— Work instructions —
Write the next part of the Manifest2 compression draft below, starting right after its last line.

— Source passage —
* * *
Linux Archive

Linux Archive (http://www.linux-archive.org/)
-   Gentoo Development (http://www.linux-archive.org/gentoo-development/)
-   -   GLEP61 - Manifest2 compression (http://www.linux-archive.org/gentoo-development/317861-glep61-manifest2-compression.html)

"Robin H. Johnson" 01-31-2010 09:04 AM

GLEP61 - Manifest2 compression
 
Changes:
- This GLEP can stand independently of GLEP58.
- Add XZ to compression types list.
- Move cutoff to 32KiB. Provide size example w/ 32KiB+gzip.
- Split specification into generation and validation.

--
Robin Hugh Johnson
Gentoo Linux: Developer, Trustee & Infrastructure Lead
E-Mail : robbat2@gentoo.org
GnuPG FP : 11AC BA4F 4778 E3F6 E4ED F38E B27B 944E 3488 4E85
GLEP: 61
Title: Manifest2 compression
Version: $Revision: 1.6 $
Last-Modified: $Date: 2010/01/31 09:55:43 $
Author: Robin Hugh Johnson <robbat2@gentoo.org>
Status: Draft
Type: Standards Track
Content-Type: text/x-rst
Requires: 44
Created: July 2008
Updated: October 2008, January 2010
Updates: 44
Post-History: December 2009, January 2010

Abstract
========
Deals with compression of large Manifest2 files.
* * *
— Data segment —
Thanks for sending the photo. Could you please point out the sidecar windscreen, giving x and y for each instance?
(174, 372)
* * *
— Response to the exercise —
Motivation
==========
With the introduction of MetaManifest, and full-tree Manifest coverage,
we are faced with the possibility of having very large Manifests.

Preliminary experiments with MetaManifest, show that with just the
existing per-package Manifests, the full MetaManifest (top-level only,
no first-level sub directories), for a tree including metadata/, exceeds
8MiB in size. Applying common compression can achieve a 50-60% reduction
in this size.

Additionally, some of the larger already-existing Manifests in the tree
can also be reduced.

This GLEP is not mandatory for the tree-signing specification, but
instead helps to cut down the size impact of large Manifest2 files, some
of which are already present in the tree. As such, it is also able to
stand on it's own.

Specification
=============
Creation of compressed Manifests:
---------------------------------
32KiB is suggested as a arbitrary cut-off point to start generating
compressed Manifest2 files.

The compression must only applied during the creation of a tree intended
for end users. No Manifests stored in a VCS should be compressed in the
VCS. For the main gentoo-portage tree, this means that the compressed
Manifests should be generated using the CVS to Rsync process.

The Manifest compression process is required to ensure that inconsistent
compressed versions do not exist.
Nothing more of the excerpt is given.